:: SOURCE EXTRACT

Veterinarians, Biomedical Scientists, and Physicians: Shared Leadership in One Health
A patient with a urinary tract infection no longer responds to first-line antibiotics. Similarly, in a nearby poultry farm, treatment failures are rising despite routine antimicrobial use. Subsequently, resistant bacteria are detected in surrounding water sources. This is a real-world catastrophic situation. At first glance, these may appear to be isolated incidents-clinical, agricultural, environmental. Yet they are deeply interconnected signals of a single, escalating global crisis: antimicrobial resistance (AMR). Taken together, this pattern points to a critical failure of coordination across sectors. The work we do at the Coalition for Global Health Innovation is to break down precisely these silos between human, animal, and environmental health systems.

::::
:: EXCERPTED DATA

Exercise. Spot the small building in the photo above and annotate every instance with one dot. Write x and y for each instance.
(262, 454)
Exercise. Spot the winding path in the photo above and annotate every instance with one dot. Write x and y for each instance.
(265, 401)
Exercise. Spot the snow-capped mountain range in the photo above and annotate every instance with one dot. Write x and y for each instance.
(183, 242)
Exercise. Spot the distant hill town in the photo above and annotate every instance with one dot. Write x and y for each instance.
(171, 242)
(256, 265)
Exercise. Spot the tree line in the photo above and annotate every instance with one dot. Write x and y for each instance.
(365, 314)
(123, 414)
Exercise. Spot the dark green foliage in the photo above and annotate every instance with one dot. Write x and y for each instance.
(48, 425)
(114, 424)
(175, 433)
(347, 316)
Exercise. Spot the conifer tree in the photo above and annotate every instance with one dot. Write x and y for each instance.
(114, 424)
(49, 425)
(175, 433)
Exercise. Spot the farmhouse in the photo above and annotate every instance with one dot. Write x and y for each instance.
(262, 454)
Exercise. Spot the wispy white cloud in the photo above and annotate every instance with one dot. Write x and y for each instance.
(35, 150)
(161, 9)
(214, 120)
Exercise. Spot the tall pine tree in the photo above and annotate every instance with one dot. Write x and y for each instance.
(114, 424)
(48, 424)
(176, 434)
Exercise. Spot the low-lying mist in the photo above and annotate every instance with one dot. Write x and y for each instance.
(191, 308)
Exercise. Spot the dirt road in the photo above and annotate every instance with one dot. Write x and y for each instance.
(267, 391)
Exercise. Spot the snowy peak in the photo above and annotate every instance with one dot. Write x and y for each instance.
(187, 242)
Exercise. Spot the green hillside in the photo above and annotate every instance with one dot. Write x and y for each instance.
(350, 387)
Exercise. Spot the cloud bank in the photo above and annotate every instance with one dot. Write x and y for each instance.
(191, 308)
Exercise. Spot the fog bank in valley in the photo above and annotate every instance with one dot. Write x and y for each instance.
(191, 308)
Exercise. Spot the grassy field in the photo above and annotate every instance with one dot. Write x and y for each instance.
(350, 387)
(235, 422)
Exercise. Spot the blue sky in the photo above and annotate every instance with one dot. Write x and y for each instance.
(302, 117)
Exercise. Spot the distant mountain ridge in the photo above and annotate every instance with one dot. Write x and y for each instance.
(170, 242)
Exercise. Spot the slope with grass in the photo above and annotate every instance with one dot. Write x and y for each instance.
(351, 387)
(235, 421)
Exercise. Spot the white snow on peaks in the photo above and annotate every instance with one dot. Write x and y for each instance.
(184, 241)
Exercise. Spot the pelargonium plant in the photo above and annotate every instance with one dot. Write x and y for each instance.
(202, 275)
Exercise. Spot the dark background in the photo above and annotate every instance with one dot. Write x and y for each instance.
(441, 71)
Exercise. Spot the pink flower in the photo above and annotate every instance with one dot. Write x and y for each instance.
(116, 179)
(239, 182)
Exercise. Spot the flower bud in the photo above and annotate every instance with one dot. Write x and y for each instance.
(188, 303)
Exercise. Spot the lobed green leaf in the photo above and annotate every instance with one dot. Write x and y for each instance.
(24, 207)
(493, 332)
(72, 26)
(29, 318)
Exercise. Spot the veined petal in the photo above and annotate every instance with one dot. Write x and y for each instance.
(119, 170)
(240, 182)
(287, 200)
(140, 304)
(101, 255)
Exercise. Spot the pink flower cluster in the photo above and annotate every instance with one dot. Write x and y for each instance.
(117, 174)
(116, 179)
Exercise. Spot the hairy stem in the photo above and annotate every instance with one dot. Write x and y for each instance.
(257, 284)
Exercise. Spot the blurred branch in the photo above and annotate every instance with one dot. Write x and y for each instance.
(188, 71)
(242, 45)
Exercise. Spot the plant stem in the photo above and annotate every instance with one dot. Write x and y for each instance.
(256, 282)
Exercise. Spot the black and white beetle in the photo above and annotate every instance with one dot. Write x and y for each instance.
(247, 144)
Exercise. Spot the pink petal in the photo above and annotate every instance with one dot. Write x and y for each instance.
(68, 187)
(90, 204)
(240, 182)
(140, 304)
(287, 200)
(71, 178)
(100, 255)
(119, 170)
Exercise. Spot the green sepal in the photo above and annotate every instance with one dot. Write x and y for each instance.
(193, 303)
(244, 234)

::::

_TASKS FOR THIS EXERCISE_
1) Answer from the One Health passage:
(a) What kind of infection does the patient have?
(b) Where are resistant bacteria detected?
(c) What organization does the passage name as doing the work of breaking down silos?
2) Write out the part of the One Health passage that opens with the words "Veterinarians, Biomedical Scientists, and" and closes with "environmental health systems.", switching "poultry" to "dairy".

_ACTIVITY ANSWERS_
1)
(a) A urinary tract infection.
(b) In surrounding water sources.
(c) The Coalition for Global Health Innovation.

2)
Veterinarians, Biomedical Scientists, and Physicians: Shared Leadership in One Health
A patient with a urinary tract infection no longer responds to first-line antibiotics. Similarly, in a nearby dairy farm, treatment failures are rising despite routine antimicrobial use. Subsequently, resistant bacteria are detected in surrounding water sources. This is a real-world catastrophic situation. At first glance, these may appear to be isolated incidents-clinical, agricultural, environmental. Yet they are deeply interconnected signals of a single, escalating global crisis: antimicrobial resistance (AMR). Taken together, this pattern points to a critical failure of coordination across sectors. The work we do at the Coalition for Global Health Innovation is to break down precisely these silos between human, animal, and environmental health systems.